- Consignes à suivre: Reproduisez à l'identique l'intégralité du texte sur le mouillage dans la Baye de Cumberland.

- Texte fourni:
La Baye de Cumberland fournissant de beaucoup la meilleure Rade de toute l’Ile, il est nécessaire d’ajouter que les Vaisseaux doivent mouiller sur la Côte Occidentale de cette Baye à la distance d’un peu plus de deux cables du rivage. Еn cet endroit ils peuvent être à l’ancre sur quarante brasses d’eau, et presque entièrement à couvert de la violence des ondes, que le vent, quand il est à l’Est, ou à l’Ouest, chasse dans la Baye. Il y a, en ce cas, une précaution à prendre, qui est de garnir les cinq ou six dernières brasses des cables, dans l’endroit où ils tiennent à l’ancre, d’une chaîne de fer, ou de telle autre matière propre à les garantir des frottemens des roches du fond.

- Extraits du matériel:
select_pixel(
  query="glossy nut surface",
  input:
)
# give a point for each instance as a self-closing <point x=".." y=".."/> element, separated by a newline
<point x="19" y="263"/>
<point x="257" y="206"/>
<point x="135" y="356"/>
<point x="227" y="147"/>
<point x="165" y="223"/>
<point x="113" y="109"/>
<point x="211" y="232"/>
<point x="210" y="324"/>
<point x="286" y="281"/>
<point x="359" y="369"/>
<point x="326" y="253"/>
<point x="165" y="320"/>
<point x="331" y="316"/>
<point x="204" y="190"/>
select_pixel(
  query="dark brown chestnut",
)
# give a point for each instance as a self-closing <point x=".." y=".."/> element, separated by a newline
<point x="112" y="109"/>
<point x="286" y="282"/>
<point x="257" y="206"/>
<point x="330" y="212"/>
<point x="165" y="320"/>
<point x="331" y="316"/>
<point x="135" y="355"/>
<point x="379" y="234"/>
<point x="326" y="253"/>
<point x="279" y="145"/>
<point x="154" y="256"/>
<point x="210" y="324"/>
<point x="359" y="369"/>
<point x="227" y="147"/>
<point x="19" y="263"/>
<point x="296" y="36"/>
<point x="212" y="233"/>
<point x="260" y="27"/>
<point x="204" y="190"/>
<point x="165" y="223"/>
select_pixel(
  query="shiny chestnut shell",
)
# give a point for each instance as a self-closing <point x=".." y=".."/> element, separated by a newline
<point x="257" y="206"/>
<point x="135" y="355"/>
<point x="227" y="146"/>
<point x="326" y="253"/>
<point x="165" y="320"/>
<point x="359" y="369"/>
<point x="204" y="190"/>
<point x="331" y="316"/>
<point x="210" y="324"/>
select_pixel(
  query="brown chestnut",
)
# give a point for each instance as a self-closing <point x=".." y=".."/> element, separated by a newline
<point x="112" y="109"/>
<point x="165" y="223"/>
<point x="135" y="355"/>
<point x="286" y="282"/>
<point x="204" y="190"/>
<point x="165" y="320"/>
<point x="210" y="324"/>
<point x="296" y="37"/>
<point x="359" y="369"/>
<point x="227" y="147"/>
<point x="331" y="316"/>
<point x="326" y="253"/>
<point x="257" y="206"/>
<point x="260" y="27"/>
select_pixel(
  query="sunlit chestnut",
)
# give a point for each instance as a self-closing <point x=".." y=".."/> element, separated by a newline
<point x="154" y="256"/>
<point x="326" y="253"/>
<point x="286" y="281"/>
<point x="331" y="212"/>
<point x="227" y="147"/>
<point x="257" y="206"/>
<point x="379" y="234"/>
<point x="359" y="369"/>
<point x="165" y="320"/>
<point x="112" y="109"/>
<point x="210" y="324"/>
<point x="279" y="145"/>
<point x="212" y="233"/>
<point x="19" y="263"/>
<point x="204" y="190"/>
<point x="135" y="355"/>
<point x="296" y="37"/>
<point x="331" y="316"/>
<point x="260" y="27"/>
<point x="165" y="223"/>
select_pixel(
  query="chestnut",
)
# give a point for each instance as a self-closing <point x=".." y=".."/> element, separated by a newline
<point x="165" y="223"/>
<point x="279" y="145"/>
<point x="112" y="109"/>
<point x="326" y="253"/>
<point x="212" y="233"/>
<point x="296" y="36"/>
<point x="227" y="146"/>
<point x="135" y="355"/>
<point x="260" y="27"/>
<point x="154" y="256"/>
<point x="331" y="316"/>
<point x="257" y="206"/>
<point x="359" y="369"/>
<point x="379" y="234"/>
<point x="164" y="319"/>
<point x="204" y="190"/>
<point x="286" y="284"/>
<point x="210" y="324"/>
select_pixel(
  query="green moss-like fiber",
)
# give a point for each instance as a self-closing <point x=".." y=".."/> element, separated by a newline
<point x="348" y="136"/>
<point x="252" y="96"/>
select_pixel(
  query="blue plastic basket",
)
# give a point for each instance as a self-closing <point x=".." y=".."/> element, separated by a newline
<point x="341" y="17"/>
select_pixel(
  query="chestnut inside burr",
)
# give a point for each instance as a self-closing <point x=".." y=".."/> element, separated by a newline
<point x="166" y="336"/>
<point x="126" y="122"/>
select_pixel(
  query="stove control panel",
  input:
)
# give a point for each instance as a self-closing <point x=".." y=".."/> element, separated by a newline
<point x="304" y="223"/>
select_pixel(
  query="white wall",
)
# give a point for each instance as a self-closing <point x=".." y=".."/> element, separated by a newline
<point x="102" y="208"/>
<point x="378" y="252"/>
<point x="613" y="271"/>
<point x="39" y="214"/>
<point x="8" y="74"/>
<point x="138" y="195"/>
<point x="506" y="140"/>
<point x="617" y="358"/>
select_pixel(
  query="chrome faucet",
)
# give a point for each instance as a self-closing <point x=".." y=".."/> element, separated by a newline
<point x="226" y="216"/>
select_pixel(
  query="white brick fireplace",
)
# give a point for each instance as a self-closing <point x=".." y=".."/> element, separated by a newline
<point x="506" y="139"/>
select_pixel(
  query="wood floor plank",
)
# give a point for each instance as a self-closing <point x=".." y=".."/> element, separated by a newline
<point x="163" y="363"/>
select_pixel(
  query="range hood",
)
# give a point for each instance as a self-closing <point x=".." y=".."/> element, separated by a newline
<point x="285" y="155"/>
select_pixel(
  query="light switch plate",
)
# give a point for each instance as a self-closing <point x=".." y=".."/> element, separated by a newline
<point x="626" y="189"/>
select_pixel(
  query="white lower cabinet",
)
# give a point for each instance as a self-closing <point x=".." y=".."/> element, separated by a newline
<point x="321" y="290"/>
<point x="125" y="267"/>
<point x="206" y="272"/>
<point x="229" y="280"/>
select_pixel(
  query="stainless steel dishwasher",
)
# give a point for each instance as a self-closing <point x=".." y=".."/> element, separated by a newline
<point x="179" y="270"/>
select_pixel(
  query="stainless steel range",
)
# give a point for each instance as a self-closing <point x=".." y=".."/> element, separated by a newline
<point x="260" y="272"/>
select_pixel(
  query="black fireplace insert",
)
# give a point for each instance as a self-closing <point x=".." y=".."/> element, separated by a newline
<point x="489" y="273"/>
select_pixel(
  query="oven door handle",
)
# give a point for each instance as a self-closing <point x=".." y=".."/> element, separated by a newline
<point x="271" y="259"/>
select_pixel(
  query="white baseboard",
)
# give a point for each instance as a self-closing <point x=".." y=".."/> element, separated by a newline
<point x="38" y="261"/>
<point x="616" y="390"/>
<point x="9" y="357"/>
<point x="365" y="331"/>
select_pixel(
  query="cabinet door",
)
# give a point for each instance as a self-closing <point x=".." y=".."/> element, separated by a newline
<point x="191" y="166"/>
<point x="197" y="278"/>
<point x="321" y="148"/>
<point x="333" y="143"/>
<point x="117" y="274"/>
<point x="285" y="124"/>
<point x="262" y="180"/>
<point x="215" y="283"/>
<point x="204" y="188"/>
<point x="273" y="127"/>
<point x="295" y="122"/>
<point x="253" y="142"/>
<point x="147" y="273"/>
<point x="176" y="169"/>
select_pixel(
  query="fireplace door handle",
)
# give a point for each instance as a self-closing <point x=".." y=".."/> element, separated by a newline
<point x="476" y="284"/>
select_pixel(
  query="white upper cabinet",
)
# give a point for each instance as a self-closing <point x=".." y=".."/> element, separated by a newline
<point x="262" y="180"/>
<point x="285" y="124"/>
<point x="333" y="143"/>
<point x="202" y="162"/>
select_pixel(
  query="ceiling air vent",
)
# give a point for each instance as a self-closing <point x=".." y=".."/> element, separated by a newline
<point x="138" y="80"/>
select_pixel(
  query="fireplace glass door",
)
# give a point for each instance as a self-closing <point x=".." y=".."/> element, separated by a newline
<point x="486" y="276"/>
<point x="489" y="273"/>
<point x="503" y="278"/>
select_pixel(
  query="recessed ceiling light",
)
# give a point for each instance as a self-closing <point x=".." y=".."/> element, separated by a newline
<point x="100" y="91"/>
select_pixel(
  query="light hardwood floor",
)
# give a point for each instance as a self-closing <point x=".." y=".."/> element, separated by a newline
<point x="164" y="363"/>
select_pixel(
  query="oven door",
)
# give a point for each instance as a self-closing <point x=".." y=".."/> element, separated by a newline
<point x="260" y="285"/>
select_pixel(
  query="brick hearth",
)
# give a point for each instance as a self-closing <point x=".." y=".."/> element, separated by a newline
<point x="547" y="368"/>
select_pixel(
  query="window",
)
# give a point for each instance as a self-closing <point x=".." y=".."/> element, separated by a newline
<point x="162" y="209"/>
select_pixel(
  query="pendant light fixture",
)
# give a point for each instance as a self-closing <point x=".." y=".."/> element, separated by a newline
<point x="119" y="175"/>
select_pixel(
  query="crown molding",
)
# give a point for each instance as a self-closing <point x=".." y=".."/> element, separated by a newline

- Réponse rédigée:
La Baye de Cumberland fournissant de beaucoup la meilleure Rade de toute l’Ile, il est nécessaire d’ajouter que les Vaisseaux doivent mouiller sur la Côte Occidentale de cette Baye à la distance d’un peu plus de deux cables du rivage. Еn cet endroit ils peuvent être à l’ancre sur quarante brasses d’eau, et presque entièrement à couvert de la violence des ondes, que le vent, quand il est à l’Est, ou à l’Ouest, chasse dans la Baye. Il y a, en ce cas, une précaution à prendre, qui est de garnir les cinq ou six dernières brasses des cables, dans l’endroit où ils tiennent à l’ancre, d’une chaîne de fer, ou de telle autre matière propre à les garantir des frottemens des roches du fond.